» **Given task a**
Put the entries, from the line containing "Identify each instance of the batting" through the end of the entries, into a JSON list of strings with one string per line. Skip blank lines and leave the pictures out.

» **Page excerpt**
-- BEGIN --
I guess thats your call.
Comment 6 Andreas Stieger 2015-03-11 23:14:33 UTC
Described behaviour is (upstream) intended/accepted behaviour from grep 2.21.
Not convinced to alter this as a special case.
Comment 7 Bernhard Wiedemann 2015-04-28 18:27:28 UTC
maybe worth a mention in the release-notes:

> When using grep-2.21+ on binary files you might get less matches than before.
> Use the --text option to get more matches again.
Comment 8 Johannes Meixner 2015-10-23 08:57:49 UTC
Only an addendum FYI:

I do strongly recommend to never deviate in any way
from upstream intended/accepted behaviour.

From my personal experience deviating from upstream
intended/accepted behaviour is the topmost reason
for an endless sequence of subsequent issues that
pile up into a monstrosity of "patches" that pervert
a software package into a totally unmaintainable mess.

We had such a totally unmaintainable mess with grep in the past
and it was duwe@suse.de who finally did the only right thing
to clean it up by a reset to full compliance with upstream, cf.:
------------------------------------------------------------------------
$ osc cat Base:System grep grep.changes
...
Thu Jul 22 15:45:31 CEST 2010 - jsmeix@suse.de

- Forwarded the below "upgrade to grep-2.6.3" to openSUSE:Factory.
  This is also a reset to full compliance with upstream.
  All our own patches and "speedups" were dropped in the below
  "upgrade to grep-2.6.3" because they had bad side effects
  like bnc#618455 (SLES11-SP1) and bug#616037 (SLES9-SP4)
  which do not happen with an upstream compliant grep
  (regardless of an old version 2.5.1 or the new 2.6.3).
-- END --
» **Source material**
-- BEGIN --
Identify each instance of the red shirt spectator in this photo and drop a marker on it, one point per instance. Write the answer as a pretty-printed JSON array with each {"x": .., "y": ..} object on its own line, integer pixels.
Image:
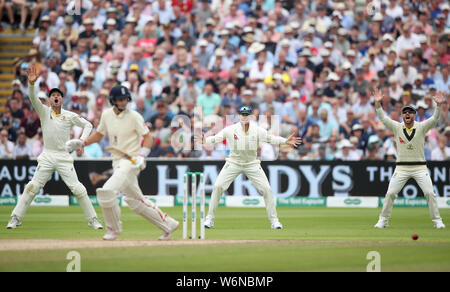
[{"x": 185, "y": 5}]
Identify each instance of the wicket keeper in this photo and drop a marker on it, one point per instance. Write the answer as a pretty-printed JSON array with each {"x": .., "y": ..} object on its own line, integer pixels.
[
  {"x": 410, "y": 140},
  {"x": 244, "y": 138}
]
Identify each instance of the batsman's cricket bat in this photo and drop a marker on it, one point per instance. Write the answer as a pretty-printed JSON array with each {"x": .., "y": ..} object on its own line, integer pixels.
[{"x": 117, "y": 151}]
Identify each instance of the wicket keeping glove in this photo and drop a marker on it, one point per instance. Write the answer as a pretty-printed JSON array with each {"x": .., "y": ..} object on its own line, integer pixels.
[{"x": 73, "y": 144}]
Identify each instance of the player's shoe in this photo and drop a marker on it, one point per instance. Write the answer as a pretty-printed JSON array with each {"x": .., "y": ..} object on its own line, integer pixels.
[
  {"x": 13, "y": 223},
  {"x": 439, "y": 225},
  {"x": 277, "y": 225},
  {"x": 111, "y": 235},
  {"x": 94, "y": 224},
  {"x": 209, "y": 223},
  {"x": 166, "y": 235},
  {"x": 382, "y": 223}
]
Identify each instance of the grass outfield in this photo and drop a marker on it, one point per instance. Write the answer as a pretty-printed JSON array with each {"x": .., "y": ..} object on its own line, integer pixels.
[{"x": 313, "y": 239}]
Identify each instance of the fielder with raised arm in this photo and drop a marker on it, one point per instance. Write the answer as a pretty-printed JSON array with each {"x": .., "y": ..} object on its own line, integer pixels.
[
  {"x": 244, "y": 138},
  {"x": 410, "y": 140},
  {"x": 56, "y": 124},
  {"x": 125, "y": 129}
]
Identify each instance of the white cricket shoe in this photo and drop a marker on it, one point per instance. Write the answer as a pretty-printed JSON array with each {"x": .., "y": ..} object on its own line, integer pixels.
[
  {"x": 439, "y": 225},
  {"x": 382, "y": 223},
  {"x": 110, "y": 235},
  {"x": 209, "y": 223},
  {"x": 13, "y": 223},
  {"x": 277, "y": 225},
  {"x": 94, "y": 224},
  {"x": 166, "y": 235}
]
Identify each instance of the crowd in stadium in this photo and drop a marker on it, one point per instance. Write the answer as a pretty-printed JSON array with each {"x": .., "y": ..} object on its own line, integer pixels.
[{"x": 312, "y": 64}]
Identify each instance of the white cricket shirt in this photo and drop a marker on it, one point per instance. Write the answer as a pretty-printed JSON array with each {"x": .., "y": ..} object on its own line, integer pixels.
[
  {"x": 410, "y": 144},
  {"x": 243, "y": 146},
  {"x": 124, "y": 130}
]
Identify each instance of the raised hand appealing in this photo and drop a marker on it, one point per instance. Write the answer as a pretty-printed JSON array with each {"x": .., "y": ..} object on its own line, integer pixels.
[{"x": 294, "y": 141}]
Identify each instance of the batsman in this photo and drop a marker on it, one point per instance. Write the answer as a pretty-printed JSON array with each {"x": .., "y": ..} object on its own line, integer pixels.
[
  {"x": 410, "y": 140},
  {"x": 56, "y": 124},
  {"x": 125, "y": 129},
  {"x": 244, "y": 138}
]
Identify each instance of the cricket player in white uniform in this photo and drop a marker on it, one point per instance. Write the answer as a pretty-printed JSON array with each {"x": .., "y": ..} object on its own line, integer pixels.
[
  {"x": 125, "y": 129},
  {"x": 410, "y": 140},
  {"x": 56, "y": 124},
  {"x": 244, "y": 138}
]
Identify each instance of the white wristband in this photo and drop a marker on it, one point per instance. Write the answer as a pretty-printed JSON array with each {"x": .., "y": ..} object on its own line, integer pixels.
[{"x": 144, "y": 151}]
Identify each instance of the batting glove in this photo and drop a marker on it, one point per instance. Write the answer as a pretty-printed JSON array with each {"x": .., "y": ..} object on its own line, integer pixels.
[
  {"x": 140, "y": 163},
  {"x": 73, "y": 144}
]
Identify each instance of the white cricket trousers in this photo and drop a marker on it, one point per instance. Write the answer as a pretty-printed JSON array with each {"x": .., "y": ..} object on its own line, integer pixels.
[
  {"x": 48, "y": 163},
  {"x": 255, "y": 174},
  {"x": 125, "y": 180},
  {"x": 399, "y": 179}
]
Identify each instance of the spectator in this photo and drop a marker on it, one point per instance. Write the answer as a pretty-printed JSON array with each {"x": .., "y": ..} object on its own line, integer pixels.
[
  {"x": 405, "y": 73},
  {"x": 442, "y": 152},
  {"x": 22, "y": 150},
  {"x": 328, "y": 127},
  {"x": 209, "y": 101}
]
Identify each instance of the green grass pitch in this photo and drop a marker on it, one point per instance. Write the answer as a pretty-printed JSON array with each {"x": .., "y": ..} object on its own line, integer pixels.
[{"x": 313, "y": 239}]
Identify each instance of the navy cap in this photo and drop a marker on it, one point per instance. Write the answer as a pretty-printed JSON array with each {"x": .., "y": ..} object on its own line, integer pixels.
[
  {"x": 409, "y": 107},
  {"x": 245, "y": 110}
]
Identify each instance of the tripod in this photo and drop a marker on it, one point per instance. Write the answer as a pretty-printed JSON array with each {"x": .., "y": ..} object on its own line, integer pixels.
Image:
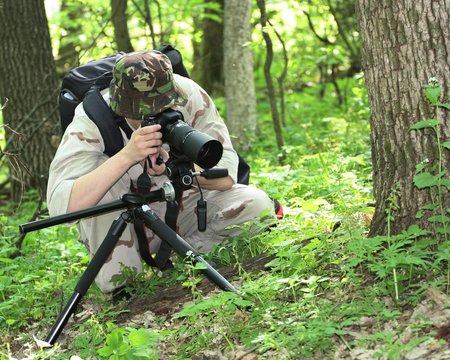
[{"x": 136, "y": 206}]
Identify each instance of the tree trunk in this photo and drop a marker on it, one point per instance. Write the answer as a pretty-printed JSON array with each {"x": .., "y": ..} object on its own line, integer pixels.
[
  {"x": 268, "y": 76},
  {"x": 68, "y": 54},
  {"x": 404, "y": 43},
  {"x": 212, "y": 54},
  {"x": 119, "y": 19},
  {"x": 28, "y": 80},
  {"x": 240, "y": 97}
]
-- END --
» **Given task b**
In the grep thread, what option does Comment 7 suggest using to get more matches again?

» **Response a**
[
  "Identify each instance of the batting glove in this photo and drop a marker on it, one point per instance. Write the answer as a pretty-printed JSON array with each {\"x\": .., \"y\": ..} object on its own line, integer pixels.",
  "[",
  "  {\"x\": 140, \"y\": 163},",
  "  {\"x\": 73, \"y\": 144}",
  "]",
  "Identify each instance of the white cricket trousers in this photo and drop a marker on it, one point per instance. Write the answer as a pretty-printed JSON array with each {\"x\": .., \"y\": ..} object on its own line, integer pixels.",
  "[",
  "  {\"x\": 48, \"y\": 163},",
  "  {\"x\": 255, \"y\": 174},",
  "  {\"x\": 125, \"y\": 180},",
  "  {\"x\": 399, \"y\": 179}",
  "]",
  "Identify each instance of the spectator in this photo and drop a marker on it, one point per instance. Write the answer as a pretty-printed JSON array with each {\"x\": .., \"y\": ..} object on its own line, integer pixels.",
  "[",
  "  {\"x\": 405, \"y\": 73},",
  "  {\"x\": 442, \"y\": 152},",
  "  {\"x\": 22, \"y\": 150},",
  "  {\"x\": 328, \"y\": 127},",
  "  {\"x\": 209, \"y\": 101}",
  "]",
  "Identify each instance of the green grass pitch in this photo and drop a marker on it, one point per instance. Write the answer as a pretty-printed JSON array with each {\"x\": .., \"y\": ..} object on its own line, integer pixels.",
  "[{\"x\": 313, \"y\": 239}]",
  "Identify each instance of the navy cap in this photo and drop a marker on it, one point per instance. Write the answer as a pretty-printed JSON array with each {\"x\": .., \"y\": ..} object on its own line, integer pixels.",
  "[",
  "  {\"x\": 409, \"y\": 107},",
  "  {\"x\": 245, \"y\": 110}",
  "]",
  "Identify each instance of the tripod in this photo and drop a marker on it, one point per instance. Write the answer as a pretty-printed JSON array with each {\"x\": .., \"y\": ..} object on its own line, integer pixels.",
  "Image:",
  "[{\"x\": 136, \"y\": 206}]",
  "Identify each instance of the tree trunk in this photo and drop a marker on it, one point per instance. Write the answer as a pretty-printed JSON array with each {\"x\": .., \"y\": ..} object on its own line, integer pixels.",
  "[",
  "  {\"x\": 268, \"y\": 76},",
  "  {\"x\": 68, \"y\": 54},",
  "  {\"x\": 404, \"y\": 43},",
  "  {\"x\": 212, \"y\": 54},",
  "  {\"x\": 119, \"y\": 19},",
  "  {\"x\": 28, \"y\": 80},",
  "  {\"x\": 240, \"y\": 97}",
  "]"
]

» **Response b**
The --text option.